◆ **提示された文章**

_____

いろいろ書きたいことがありますが、まずは大坂の陣から。
豊臣家の最期・・素晴らしかった。。
豊臣秀頼として死にたい、この首を土産に生き延びて下され・・
最後の最期まで素晴らしい青年として描かれた秀頼さま。
千姫が秀頼を生かしたい理由が、家康にとって秀頼を生かしてはおけない理由になっていて、千姫役の原菜乃華さんの熱演も相まって胸が苦しかったです。
ここまでしっかりと秀頼さまの最期を描いた大河はなかったのでは。
次々と後を追う家臣たち。
凄まじく熱のあるシーンで心に残っています。

そして圧巻の茶々!
「日ノ本か。つまらぬ国になるであろう。正々堂々と戦うこともせず、万事長きものに巻かれ、人目ばかりを気にし、陰でのみ妬み、あざける。優しくて、卑屈なか弱き者たちの国。己の夢と野心のために、なりふり構わず力のみを信じて戦い抜く!かつて、この国の荒れ野を駆け巡った者たちは、もう現れぬ。」
現代への痛烈なメッセージ。
いや、、もう、北川景子さんMVPではないでしょうか。
今までの可憐なお姫様役も似合うけれど、凛々しいお市様、禍々しく強く恐ろしい茶々の二役を演じ切り毎回話題となったのは、間違いなく北川景子さんのお力で、大河史に残る怪演だったと思います。
炎の中で笑い自刃する茶々。
完全に本能寺の信長様のイメージでした。
織田のカリスマ性、気高さを纏い、誇り高き壮絶な最期。
でも最後に一言だけ、本来の茶々に戻りましたね!
お母さんに少し甘えたような少女のような。
よく頑張ったねと声をかけてあげたい、一人の女性の姿がそこにはありました。
北川景子さん、ありがとうございます。
素晴らしかったです。

真田信繁(幸村)による突撃も描かれた!
馬防柵を倒しましたね!

_____

データブロック:
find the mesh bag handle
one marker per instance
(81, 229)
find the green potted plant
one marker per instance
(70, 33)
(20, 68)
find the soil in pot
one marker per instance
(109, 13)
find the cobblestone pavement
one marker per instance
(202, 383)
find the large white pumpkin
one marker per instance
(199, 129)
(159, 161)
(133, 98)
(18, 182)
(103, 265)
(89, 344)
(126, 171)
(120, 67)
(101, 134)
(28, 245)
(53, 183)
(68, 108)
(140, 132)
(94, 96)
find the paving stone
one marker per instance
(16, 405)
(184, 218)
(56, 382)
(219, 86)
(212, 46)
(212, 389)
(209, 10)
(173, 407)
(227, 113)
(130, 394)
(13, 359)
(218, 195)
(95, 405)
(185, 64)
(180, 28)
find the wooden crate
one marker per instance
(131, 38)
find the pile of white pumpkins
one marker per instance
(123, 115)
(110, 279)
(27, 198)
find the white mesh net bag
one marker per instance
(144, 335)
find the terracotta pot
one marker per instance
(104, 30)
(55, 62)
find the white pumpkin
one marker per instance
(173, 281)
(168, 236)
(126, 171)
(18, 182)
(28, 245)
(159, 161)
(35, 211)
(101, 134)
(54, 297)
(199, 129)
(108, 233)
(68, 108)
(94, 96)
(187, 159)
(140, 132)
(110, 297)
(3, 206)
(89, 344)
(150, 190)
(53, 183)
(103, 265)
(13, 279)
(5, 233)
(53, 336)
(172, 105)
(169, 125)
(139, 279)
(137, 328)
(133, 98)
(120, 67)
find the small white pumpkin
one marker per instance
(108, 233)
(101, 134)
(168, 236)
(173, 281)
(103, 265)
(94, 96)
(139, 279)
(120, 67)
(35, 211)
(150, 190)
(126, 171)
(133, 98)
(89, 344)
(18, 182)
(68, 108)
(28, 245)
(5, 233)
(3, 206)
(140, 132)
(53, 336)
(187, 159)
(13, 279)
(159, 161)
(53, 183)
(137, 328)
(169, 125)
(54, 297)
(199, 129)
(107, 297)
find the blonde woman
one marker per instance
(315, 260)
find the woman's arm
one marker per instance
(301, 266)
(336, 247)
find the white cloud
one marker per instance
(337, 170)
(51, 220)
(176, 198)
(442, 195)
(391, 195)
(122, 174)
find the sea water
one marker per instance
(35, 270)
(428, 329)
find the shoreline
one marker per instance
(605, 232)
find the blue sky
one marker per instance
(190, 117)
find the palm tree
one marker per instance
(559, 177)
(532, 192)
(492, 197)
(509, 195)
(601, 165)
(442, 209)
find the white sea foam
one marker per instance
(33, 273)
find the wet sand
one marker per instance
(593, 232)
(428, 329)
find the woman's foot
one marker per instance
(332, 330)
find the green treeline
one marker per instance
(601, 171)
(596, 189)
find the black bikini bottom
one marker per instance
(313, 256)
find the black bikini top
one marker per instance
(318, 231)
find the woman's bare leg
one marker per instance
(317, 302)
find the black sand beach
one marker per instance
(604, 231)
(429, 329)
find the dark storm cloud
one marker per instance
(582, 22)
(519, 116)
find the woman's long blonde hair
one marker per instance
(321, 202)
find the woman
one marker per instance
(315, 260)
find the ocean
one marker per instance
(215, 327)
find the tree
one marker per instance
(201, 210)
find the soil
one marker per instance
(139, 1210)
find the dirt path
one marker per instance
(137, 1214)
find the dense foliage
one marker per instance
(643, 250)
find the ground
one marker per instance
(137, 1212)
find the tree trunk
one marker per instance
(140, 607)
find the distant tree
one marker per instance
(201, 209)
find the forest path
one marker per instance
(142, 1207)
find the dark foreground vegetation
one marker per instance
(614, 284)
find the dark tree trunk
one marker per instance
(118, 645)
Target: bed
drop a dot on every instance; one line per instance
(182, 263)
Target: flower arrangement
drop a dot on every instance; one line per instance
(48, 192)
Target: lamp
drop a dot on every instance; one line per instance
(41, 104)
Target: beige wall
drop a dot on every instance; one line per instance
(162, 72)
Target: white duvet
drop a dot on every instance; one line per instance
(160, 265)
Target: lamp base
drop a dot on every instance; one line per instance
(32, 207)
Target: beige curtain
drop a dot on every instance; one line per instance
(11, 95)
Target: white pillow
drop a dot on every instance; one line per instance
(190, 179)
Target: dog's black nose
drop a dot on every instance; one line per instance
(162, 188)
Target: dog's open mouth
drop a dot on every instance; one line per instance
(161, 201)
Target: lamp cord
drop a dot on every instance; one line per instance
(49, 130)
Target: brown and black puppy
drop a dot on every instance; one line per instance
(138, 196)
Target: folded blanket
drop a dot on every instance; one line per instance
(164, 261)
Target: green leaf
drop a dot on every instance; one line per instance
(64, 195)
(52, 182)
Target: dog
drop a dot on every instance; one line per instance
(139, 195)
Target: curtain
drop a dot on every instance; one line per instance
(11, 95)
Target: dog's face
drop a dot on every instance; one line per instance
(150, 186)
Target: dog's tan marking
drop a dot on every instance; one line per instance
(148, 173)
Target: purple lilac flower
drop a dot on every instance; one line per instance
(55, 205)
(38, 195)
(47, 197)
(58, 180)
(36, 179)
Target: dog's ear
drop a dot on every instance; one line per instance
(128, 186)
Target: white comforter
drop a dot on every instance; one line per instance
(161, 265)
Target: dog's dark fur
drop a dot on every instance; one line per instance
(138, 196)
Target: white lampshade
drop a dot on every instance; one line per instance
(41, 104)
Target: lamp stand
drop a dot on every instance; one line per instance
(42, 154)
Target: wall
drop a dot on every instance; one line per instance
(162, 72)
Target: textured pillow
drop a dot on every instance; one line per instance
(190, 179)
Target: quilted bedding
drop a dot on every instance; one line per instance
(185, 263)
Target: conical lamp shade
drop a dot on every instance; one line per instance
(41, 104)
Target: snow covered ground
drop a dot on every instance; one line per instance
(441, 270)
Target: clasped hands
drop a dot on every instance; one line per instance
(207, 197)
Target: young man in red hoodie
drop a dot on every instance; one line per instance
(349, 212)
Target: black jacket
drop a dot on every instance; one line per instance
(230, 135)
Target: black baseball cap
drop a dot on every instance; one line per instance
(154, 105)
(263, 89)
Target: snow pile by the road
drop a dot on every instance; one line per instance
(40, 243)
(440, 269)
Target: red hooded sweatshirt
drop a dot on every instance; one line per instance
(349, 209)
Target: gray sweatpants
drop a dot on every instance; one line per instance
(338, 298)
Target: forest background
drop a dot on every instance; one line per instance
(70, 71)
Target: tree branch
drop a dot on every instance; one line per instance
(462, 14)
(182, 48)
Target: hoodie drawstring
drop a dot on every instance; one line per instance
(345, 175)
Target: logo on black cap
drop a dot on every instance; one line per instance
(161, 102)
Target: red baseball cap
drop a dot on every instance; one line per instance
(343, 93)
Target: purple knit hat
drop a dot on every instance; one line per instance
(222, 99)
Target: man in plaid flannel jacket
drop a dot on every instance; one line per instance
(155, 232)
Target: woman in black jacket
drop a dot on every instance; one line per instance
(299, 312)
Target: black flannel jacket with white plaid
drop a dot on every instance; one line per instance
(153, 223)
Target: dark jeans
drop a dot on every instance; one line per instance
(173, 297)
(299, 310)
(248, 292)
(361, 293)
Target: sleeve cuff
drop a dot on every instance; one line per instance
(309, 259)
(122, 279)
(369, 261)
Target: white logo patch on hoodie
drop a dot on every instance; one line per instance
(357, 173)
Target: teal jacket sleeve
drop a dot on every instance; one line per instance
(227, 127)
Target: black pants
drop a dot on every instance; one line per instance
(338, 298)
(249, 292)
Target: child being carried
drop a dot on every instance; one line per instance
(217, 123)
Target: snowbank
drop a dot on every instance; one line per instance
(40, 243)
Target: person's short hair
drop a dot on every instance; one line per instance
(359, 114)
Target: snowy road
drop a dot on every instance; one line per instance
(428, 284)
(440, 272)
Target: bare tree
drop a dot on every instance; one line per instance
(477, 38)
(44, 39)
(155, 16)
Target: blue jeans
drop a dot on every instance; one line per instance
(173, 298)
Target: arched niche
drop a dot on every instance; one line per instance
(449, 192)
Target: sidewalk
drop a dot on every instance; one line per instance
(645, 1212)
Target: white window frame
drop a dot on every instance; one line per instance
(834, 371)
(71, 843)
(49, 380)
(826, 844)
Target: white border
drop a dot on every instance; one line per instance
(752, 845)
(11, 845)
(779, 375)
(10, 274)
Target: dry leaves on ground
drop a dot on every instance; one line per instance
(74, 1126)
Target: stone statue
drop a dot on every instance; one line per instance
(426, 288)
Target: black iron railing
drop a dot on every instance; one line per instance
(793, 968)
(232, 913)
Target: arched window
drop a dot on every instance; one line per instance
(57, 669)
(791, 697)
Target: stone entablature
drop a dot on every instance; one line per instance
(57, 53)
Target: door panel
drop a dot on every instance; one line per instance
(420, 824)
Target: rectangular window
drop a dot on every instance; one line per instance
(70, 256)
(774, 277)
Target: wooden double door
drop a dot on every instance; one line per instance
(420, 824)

_____

◆ **取り組む課題**
[A] 大河ドラマの感想文に名前が出てくる人物のうち、俳優を除いた歴史上の人物をすべて、登場順に挙げてください。
[B] エントリのうち、文字列"green"を含む行をすべてそのまま書き写して報告してください。大文字と小文字は区別します。

◆ **演習の結果**
[A]
- 豊臣秀頼（秀頼）
- 千姫
- 家康
- 茶々
- お市
- 信長
- 真田信繁（幸村）

[B]
find the green potted plant
find the green treeline
Target: green leaf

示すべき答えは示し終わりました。